### ENTRIES SHOWN
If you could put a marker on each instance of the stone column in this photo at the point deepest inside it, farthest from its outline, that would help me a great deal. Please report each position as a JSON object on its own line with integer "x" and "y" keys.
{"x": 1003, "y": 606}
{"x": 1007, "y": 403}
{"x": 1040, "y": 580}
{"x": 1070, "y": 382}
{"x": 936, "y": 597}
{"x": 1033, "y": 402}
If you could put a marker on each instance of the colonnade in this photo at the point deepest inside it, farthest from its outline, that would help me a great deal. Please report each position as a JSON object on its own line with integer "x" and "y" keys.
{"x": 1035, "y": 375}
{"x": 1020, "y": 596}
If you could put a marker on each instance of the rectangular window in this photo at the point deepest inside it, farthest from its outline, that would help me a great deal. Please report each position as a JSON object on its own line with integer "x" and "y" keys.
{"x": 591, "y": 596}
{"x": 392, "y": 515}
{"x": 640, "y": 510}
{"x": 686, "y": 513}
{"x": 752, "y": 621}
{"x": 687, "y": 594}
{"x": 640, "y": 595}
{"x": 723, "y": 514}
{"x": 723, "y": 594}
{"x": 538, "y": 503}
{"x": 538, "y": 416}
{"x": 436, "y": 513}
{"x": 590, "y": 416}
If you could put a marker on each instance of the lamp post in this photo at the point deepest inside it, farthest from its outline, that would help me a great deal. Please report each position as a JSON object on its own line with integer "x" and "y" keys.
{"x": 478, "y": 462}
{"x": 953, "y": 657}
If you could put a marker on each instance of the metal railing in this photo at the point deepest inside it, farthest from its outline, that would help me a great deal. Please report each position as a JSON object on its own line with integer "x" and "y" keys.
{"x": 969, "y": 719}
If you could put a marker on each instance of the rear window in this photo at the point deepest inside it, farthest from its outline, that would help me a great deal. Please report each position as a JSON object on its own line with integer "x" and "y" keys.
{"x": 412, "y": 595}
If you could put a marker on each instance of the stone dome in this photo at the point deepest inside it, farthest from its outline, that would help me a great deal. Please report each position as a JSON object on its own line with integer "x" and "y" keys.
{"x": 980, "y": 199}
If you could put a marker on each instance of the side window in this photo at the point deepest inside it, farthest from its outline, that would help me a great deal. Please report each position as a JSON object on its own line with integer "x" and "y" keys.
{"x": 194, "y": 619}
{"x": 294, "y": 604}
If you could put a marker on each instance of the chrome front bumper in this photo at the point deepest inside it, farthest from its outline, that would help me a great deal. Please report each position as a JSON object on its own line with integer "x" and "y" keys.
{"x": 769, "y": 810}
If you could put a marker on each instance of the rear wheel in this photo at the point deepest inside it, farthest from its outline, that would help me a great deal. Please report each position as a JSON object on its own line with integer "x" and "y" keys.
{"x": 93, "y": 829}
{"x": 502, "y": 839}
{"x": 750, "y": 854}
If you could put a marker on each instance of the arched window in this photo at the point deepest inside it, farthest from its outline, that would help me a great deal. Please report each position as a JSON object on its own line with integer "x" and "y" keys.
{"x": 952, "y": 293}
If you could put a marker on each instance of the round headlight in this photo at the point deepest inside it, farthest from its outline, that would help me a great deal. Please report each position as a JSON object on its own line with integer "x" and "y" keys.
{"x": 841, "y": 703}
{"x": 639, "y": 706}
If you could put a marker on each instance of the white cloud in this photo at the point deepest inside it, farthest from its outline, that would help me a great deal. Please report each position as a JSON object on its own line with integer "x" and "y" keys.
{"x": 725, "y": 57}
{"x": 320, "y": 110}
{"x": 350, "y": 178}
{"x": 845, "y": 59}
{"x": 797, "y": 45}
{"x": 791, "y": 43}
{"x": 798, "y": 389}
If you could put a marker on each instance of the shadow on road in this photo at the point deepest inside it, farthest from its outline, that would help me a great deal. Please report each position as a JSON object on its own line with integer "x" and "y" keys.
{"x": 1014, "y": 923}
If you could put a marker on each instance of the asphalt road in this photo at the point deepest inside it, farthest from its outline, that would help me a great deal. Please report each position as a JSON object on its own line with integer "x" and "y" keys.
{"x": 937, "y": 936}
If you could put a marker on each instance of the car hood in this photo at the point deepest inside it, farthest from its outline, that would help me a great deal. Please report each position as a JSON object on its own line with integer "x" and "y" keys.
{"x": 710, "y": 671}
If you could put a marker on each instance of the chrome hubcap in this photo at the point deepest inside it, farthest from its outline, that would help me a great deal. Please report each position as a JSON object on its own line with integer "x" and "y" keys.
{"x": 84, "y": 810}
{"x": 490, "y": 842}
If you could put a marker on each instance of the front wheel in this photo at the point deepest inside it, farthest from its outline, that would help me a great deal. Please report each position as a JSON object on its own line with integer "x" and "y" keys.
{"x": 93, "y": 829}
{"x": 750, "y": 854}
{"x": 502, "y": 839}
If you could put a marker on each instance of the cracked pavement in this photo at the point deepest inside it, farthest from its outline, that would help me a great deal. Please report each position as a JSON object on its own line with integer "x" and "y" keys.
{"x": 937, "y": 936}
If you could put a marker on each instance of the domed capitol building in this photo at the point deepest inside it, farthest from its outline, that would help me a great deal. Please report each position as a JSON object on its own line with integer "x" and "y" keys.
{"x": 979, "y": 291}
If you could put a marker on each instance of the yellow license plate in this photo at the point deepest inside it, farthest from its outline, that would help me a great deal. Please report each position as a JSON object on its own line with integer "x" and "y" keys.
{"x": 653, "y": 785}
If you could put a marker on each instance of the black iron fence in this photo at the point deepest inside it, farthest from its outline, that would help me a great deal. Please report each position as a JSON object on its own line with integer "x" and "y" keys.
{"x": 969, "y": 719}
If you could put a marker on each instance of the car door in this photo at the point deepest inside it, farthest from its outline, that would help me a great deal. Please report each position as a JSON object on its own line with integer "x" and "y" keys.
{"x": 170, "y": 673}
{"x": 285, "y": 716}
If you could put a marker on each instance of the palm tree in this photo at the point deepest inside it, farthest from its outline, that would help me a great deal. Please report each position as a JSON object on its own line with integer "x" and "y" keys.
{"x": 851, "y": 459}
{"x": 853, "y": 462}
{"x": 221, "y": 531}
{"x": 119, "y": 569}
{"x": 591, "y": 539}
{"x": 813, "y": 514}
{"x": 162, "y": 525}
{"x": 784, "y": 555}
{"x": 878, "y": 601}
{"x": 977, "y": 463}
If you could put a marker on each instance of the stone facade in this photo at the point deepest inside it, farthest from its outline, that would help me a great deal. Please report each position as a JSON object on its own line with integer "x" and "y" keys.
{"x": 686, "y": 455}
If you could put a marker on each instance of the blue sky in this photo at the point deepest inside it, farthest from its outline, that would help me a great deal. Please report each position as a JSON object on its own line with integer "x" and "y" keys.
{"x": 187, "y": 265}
######
→ PROBLEM: What you write must be identical to the material above.

→ EXPECTED OUTPUT:
If you could put a marker on each instance of the stone column in this photo at the point deepest inside it, farthest from its outline, that would help me a great deal. Please report each position as a JSON object on its own line with integer "x" and "y" keys.
{"x": 1003, "y": 606}
{"x": 1007, "y": 403}
{"x": 1040, "y": 580}
{"x": 1070, "y": 382}
{"x": 936, "y": 597}
{"x": 1033, "y": 402}
If you could put a marker on each instance of the colonnade in this photo at the point deepest inside it, farthest from its outline, that would help me a great deal. Please report each position as a JSON object on its own line with integer "x" and "y" keys.
{"x": 1035, "y": 375}
{"x": 1020, "y": 596}
If you could put a marker on each instance of the rectangular window in this photo at the point deepest inside it, farthest from its outline, that would help me a great deal. Please report each position as a JSON object on its own line with integer "x" and "y" keys.
{"x": 591, "y": 596}
{"x": 392, "y": 515}
{"x": 640, "y": 510}
{"x": 686, "y": 513}
{"x": 752, "y": 621}
{"x": 687, "y": 594}
{"x": 640, "y": 595}
{"x": 723, "y": 514}
{"x": 723, "y": 594}
{"x": 538, "y": 503}
{"x": 538, "y": 416}
{"x": 436, "y": 513}
{"x": 590, "y": 416}
If you could put a marker on each instance of the lamp post in this photo at the point deepest inside it, farthest from its outline, that would help me a great deal. Please report each position as a JSON object on its own line with integer "x" and "y" keys.
{"x": 478, "y": 462}
{"x": 953, "y": 657}
If you could put a marker on each instance of the metal railing in this photo at the point deepest inside it, farthest from its outline, that would help me a great deal. Please report each position as a JSON object on its own line with integer "x" and "y" keys.
{"x": 969, "y": 719}
If you could put a marker on each instance of the rear window in this photo at the point deepest inside it, farthest from its outline, that would help me a great deal. Please report each position as a JSON object on its own line with integer "x" and "y" keys.
{"x": 412, "y": 595}
If you could put a marker on each instance of the stone dome in this photo at the point deepest inside it, farthest from its outline, that would help me a great deal. Please report each position as a JSON object on its own line with integer "x" and "y" keys.
{"x": 980, "y": 199}
If you could put a marker on each instance of the side window in this photo at the point deepest inside it, farthest from its outline, that would help me a great deal. Please report each position as a JSON object on its own line with integer "x" and "y" keys.
{"x": 194, "y": 619}
{"x": 294, "y": 604}
If you could put a marker on each instance of the chrome front bumper in this photo at the point deepest inside it, farthest from its outline, that would help me a great deal. Please report each position as a JSON object on its own line with integer "x" and "y" keys.
{"x": 769, "y": 810}
If you could put a marker on each instance of the rear wheel in this photo at the point deepest inside it, farthest from its outline, that would help me a great deal. Please report each position as a JSON object on its own line with integer "x" and "y" keys.
{"x": 93, "y": 829}
{"x": 502, "y": 839}
{"x": 750, "y": 854}
If you could put a marker on each instance of the arched window in this photo at the point deepest inside it, farthest from its outline, that would help me a great deal. Please report each position as a JSON object on its own line with integer "x" and "y" keys.
{"x": 952, "y": 293}
If you could put a marker on each instance of the round headlight in this photo at the point deepest inside it, farthest from its outline, that would help me a great deal. Please report each position as a JSON object on its own line with integer "x" and "y" keys.
{"x": 841, "y": 703}
{"x": 639, "y": 706}
If you could put a marker on each instance of the white cloud in this photo at the point deepest inside it, farthest from its outline, that would help me a great deal. Please report each position as a JSON object on its own line with integer "x" and "y" keys.
{"x": 725, "y": 57}
{"x": 320, "y": 110}
{"x": 350, "y": 178}
{"x": 845, "y": 59}
{"x": 797, "y": 45}
{"x": 791, "y": 43}
{"x": 798, "y": 389}
If you could put a marker on each instance of the shadow on road in this photo at the point deepest inside it, farthest from its outline, that would help me a great deal. Please report each position as a JSON object on its own line with integer "x" and "y" keys.
{"x": 1014, "y": 923}
If you could put a marker on each instance of the asphalt road in this photo at the point deepest inside it, farthest from its outline, that would help me a great deal. Please report each position as a JSON object on its own line with integer "x" and "y" keys.
{"x": 937, "y": 936}
If you could put a marker on each instance of the car hood in this photo at the point deepest inside it, farthest from its outline, that would help me a great deal. Please report each position as a JSON object on its own line with integer "x" and "y" keys.
{"x": 710, "y": 671}
If you could put a marker on each instance of the chrome hubcap in this photo at the point deepest inside it, farthest from its outline, that would help me a great deal. Please report each position as a JSON object on its own line with integer "x" and "y" keys.
{"x": 84, "y": 810}
{"x": 490, "y": 842}
If you could put a marker on each instance of the front wheel in this photo at the point deepest inside it, farthest from its outline, that would help me a great deal. Please report each position as a JSON object on its own line with integer "x" and "y" keys.
{"x": 93, "y": 829}
{"x": 750, "y": 854}
{"x": 502, "y": 839}
If you could put a marker on each instance of the cracked pavement in this photo at the point deepest inside it, farthest from its outline, that would help me a great deal. Please report each position as a JSON object on its own line with integer "x" and "y" keys.
{"x": 937, "y": 936}
If you could put a marker on each instance of the domed capitol building in this photo at the point deepest inside it, farthest from its outline, that would help me a great deal. Please report each position as a JSON object on its own line with integer "x" and "y" keys.
{"x": 979, "y": 291}
If you could put a marker on each instance of the yellow license plate in this photo at the point deepest inside it, farthest from its outline, that would help me a great deal. Please report each position as a JSON object on its own line with integer "x" and "y" keys.
{"x": 653, "y": 785}
If you could put a marker on each instance of the black iron fence in this photo at the point deepest inside it, farthest from its outline, that would help me a great deal. Please report each position as a JSON object on its own line with integer "x" and "y" keys.
{"x": 969, "y": 719}
If you could put a marker on each instance of the car door in this photo at the point deepest inside it, farthest from its outline, that would help me a great deal. Please report each position as a JSON object on its own line with integer "x" and "y" keys.
{"x": 170, "y": 673}
{"x": 285, "y": 716}
If you could put a marker on each instance of the palm tree in this photo at the point deepest inside it, farthest from its outline, that would help me a great deal. Please report each position as a JSON object on its own line with integer "x" and "y" keys.
{"x": 851, "y": 459}
{"x": 853, "y": 462}
{"x": 221, "y": 531}
{"x": 119, "y": 569}
{"x": 591, "y": 539}
{"x": 813, "y": 514}
{"x": 162, "y": 525}
{"x": 784, "y": 555}
{"x": 878, "y": 601}
{"x": 977, "y": 463}
If you could put a marker on each instance of the stone facade in this photo at the point deepest inside it, farthest from its outline, that would help me a great deal. Please report each position as a JSON object on its own line with integer "x" and "y" keys.
{"x": 686, "y": 455}
If you could put a marker on each instance of the blue sky in this photo at the point deepest inside it, farthest from its outline, that would help me a great deal. Please report each position as a JSON object on its own line with integer "x" and "y" keys.
{"x": 187, "y": 265}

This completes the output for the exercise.